TASK INSTRUCTIONS » Rewrite the rows below, swapping each "pixel position" for "pixel coordinate" and leaving everything else unchanged.

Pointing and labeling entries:
☆ ☆ ☆ ☆

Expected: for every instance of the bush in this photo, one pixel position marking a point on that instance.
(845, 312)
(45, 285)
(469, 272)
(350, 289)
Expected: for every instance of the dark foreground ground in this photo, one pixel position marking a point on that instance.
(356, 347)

☆ ☆ ☆ ☆

REPLY TO THE EXERCISE »
Expected: for every instance of the bush in this photo, one pixel coordinate marking a point on that instance.
(845, 312)
(45, 285)
(469, 272)
(350, 289)
Expected: for every instance of the dark foreground ground in this photo, one pixel coordinate marking a point on that instance.
(356, 347)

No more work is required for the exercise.